— begin STORED ROWS —

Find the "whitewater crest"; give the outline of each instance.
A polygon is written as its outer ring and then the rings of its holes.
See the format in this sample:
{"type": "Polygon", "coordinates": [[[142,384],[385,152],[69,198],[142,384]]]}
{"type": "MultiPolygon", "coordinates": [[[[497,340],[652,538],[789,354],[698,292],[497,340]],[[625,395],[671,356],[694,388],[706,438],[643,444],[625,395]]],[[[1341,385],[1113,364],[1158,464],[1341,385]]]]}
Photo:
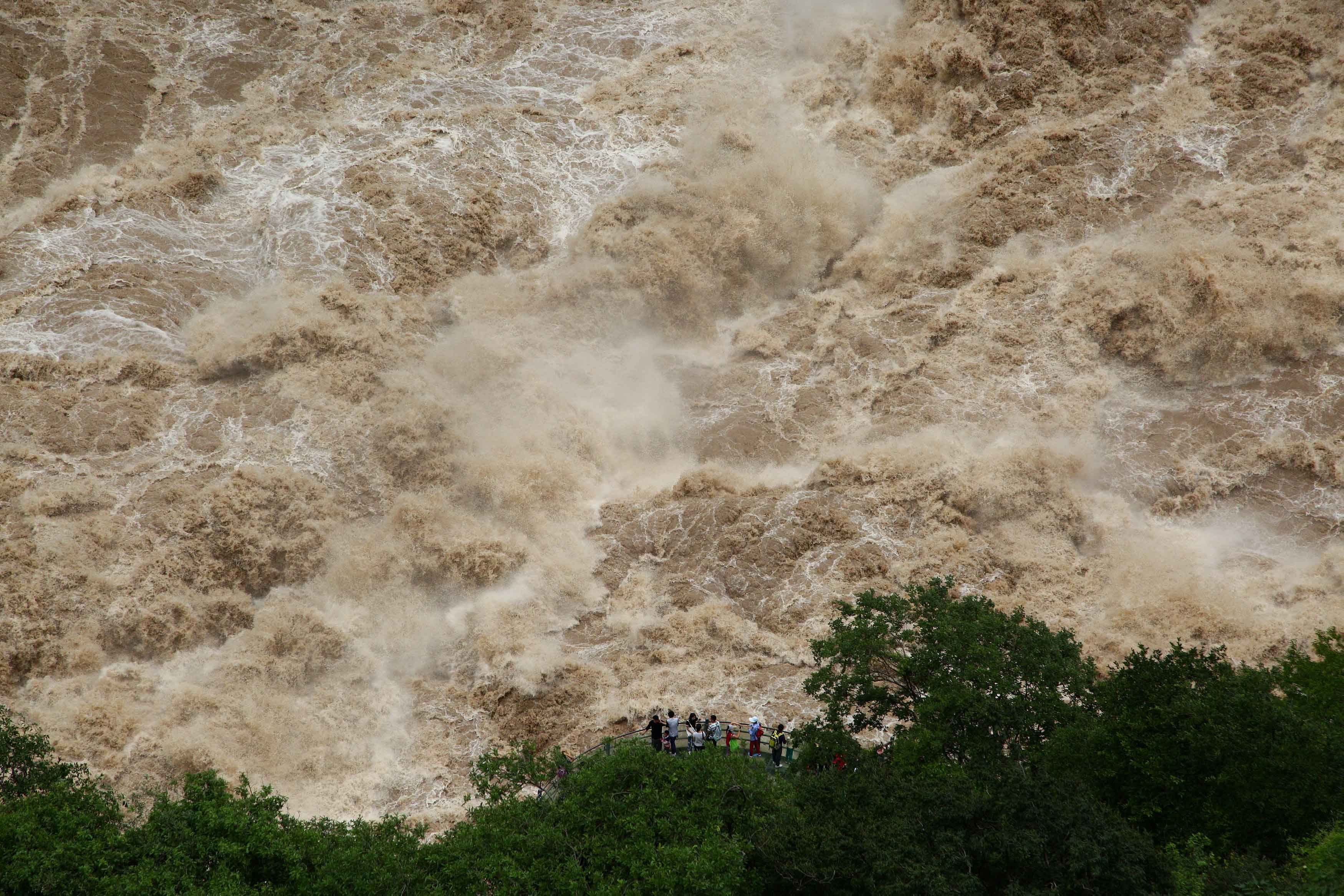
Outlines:
{"type": "Polygon", "coordinates": [[[0,701],[462,811],[832,600],[1099,660],[1344,607],[1328,0],[0,9],[0,701]]]}

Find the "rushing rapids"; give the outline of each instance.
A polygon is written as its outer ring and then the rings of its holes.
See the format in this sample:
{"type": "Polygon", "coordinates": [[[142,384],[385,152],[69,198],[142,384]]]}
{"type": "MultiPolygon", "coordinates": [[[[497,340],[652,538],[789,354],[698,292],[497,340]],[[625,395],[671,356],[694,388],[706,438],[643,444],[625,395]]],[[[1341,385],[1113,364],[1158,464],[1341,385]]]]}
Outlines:
{"type": "Polygon", "coordinates": [[[1335,0],[0,5],[0,703],[461,811],[952,574],[1344,606],[1335,0]]]}

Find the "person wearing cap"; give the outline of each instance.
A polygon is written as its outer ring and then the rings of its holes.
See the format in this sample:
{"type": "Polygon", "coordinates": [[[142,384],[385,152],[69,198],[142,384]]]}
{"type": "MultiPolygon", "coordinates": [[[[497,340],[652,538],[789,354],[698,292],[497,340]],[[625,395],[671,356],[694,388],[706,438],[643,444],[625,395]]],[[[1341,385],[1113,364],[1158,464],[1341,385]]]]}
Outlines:
{"type": "Polygon", "coordinates": [[[676,755],[676,729],[680,723],[676,709],[668,709],[668,746],[671,746],[673,756],[676,755]]]}
{"type": "Polygon", "coordinates": [[[655,750],[663,750],[663,720],[659,719],[659,713],[653,713],[648,724],[649,742],[653,744],[655,750]]]}

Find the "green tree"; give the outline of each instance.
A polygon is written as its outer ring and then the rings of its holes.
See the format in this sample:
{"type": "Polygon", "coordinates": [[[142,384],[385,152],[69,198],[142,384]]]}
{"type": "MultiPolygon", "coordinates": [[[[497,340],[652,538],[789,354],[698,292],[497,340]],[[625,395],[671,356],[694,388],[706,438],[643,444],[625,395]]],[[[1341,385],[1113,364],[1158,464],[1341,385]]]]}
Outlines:
{"type": "Polygon", "coordinates": [[[1282,860],[1340,806],[1339,756],[1294,711],[1273,669],[1222,647],[1138,647],[1094,689],[1098,713],[1051,744],[1159,842],[1207,834],[1214,850],[1282,860]]]}
{"type": "Polygon", "coordinates": [[[121,806],[83,764],[0,707],[0,889],[93,893],[116,865],[121,806]]]}
{"type": "Polygon", "coordinates": [[[827,724],[857,733],[890,719],[895,739],[965,763],[1020,758],[1087,712],[1095,666],[1073,633],[952,587],[930,579],[836,603],[805,684],[825,703],[827,724]]]}
{"type": "Polygon", "coordinates": [[[531,740],[511,740],[508,750],[491,747],[472,763],[473,794],[488,805],[513,799],[524,787],[546,789],[570,760],[559,747],[542,750],[531,740]]]}
{"type": "Polygon", "coordinates": [[[745,758],[625,746],[579,763],[554,798],[472,810],[427,852],[454,893],[751,893],[747,853],[785,793],[745,758]]]}

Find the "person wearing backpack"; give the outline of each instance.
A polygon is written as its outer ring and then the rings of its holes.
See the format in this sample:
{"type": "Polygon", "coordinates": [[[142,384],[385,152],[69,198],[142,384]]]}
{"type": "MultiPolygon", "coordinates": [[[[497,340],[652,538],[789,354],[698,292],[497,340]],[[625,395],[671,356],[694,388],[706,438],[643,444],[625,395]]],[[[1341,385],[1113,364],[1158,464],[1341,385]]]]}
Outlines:
{"type": "Polygon", "coordinates": [[[700,723],[691,725],[691,733],[687,735],[691,742],[691,750],[699,752],[704,750],[704,729],[700,728],[700,723]]]}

— end STORED ROWS —

■ AIM: Without including the pictures, return each record above exactly as it stands.

■ FULL RESPONSE:
Find the "whitewater crest"; give the outline of each instance.
A polygon is written as its outer ring and then the rings of its holes.
See the format in this sample:
{"type": "Polygon", "coordinates": [[[142,384],[385,152],[69,198],[142,384]]]}
{"type": "MultiPolygon", "coordinates": [[[[497,340],[652,538],[789,354],[698,292],[497,340]],[[625,395],[671,356],[694,388],[706,438],[643,444],[625,395]]],[[[1341,385],[1113,364],[1158,464],[1341,385]]]]}
Photo:
Outlines:
{"type": "Polygon", "coordinates": [[[0,701],[462,811],[832,600],[1099,660],[1344,607],[1328,0],[0,9],[0,701]]]}

Find the "rushing rapids"; give the outline of each instance.
A polygon is written as its outer ring and then the rings of its holes.
See the format in this sample:
{"type": "Polygon", "coordinates": [[[142,384],[385,152],[69,198],[142,384]]]}
{"type": "MultiPolygon", "coordinates": [[[[497,340],[652,538],[789,354],[698,292],[497,340]],[[625,395],[671,356],[694,388],[706,438],[643,444],[625,395]]],[[[1341,385],[1113,364],[1158,464],[1341,385]]]]}
Outlines:
{"type": "Polygon", "coordinates": [[[1335,0],[0,5],[0,703],[461,811],[952,574],[1344,606],[1335,0]]]}

Find the "person wearing cap"; give the outline of each instance.
A polygon is written as its outer ring and then the rings of its holes.
See the format in this sample:
{"type": "Polygon", "coordinates": [[[142,384],[385,152],[69,198],[142,384]]]}
{"type": "MultiPolygon", "coordinates": [[[[497,340],[652,538],[789,354],[698,292],[497,340]],[[625,395],[671,356],[694,388],[706,438],[643,444],[625,395]]],[[[1341,385],[1113,364],[1158,464],[1341,385]]]]}
Outlines:
{"type": "Polygon", "coordinates": [[[676,755],[676,729],[680,723],[676,709],[668,709],[668,746],[671,746],[673,756],[676,755]]]}
{"type": "Polygon", "coordinates": [[[655,750],[663,750],[663,720],[659,719],[659,713],[653,713],[648,724],[649,742],[653,744],[655,750]]]}

Find the "green tree"; give the outline of each instance.
A polygon is written as its outer ring and then the rings of its holes.
See the format in this sample:
{"type": "Polygon", "coordinates": [[[142,384],[385,152],[69,198],[142,384]]]}
{"type": "MultiPolygon", "coordinates": [[[[497,340],[652,538],[789,354],[698,292],[497,340]],[[625,395],[671,356],[694,388],[706,438],[643,444],[625,395]]],[[[1341,385],[1113,364],[1158,464],[1341,385]]]]}
Outlines:
{"type": "Polygon", "coordinates": [[[1282,860],[1340,806],[1339,756],[1294,711],[1273,669],[1222,647],[1138,647],[1094,689],[1098,713],[1051,744],[1159,842],[1207,834],[1214,850],[1282,860]]]}
{"type": "Polygon", "coordinates": [[[121,806],[83,764],[0,707],[0,889],[93,893],[116,865],[121,806]]]}
{"type": "Polygon", "coordinates": [[[827,724],[857,733],[890,719],[895,739],[965,763],[1020,758],[1087,712],[1095,666],[1073,633],[952,587],[930,579],[836,603],[805,684],[825,703],[827,724]]]}
{"type": "Polygon", "coordinates": [[[531,740],[511,740],[508,750],[491,747],[472,763],[473,794],[488,805],[513,799],[524,787],[546,789],[570,760],[559,747],[542,750],[531,740]]]}
{"type": "Polygon", "coordinates": [[[745,758],[625,746],[579,763],[554,798],[472,810],[427,852],[454,893],[751,893],[747,853],[785,793],[745,758]]]}

Find the "person wearing backpack"; give the outline of each instance.
A polygon is written as its outer ring and then the rings of its holes.
See the format in this sample:
{"type": "Polygon", "coordinates": [[[142,384],[385,152],[69,198],[142,384]]]}
{"type": "MultiPolygon", "coordinates": [[[[497,340],[652,538],[789,354],[698,292],[497,340]],[[625,395],[671,356],[694,388],[706,438],[643,444],[625,395]]],[[[1341,385],[1113,364],[1158,464],[1341,385]]]]}
Outlines:
{"type": "Polygon", "coordinates": [[[700,723],[691,725],[691,733],[687,735],[691,742],[691,750],[699,752],[704,750],[704,729],[700,728],[700,723]]]}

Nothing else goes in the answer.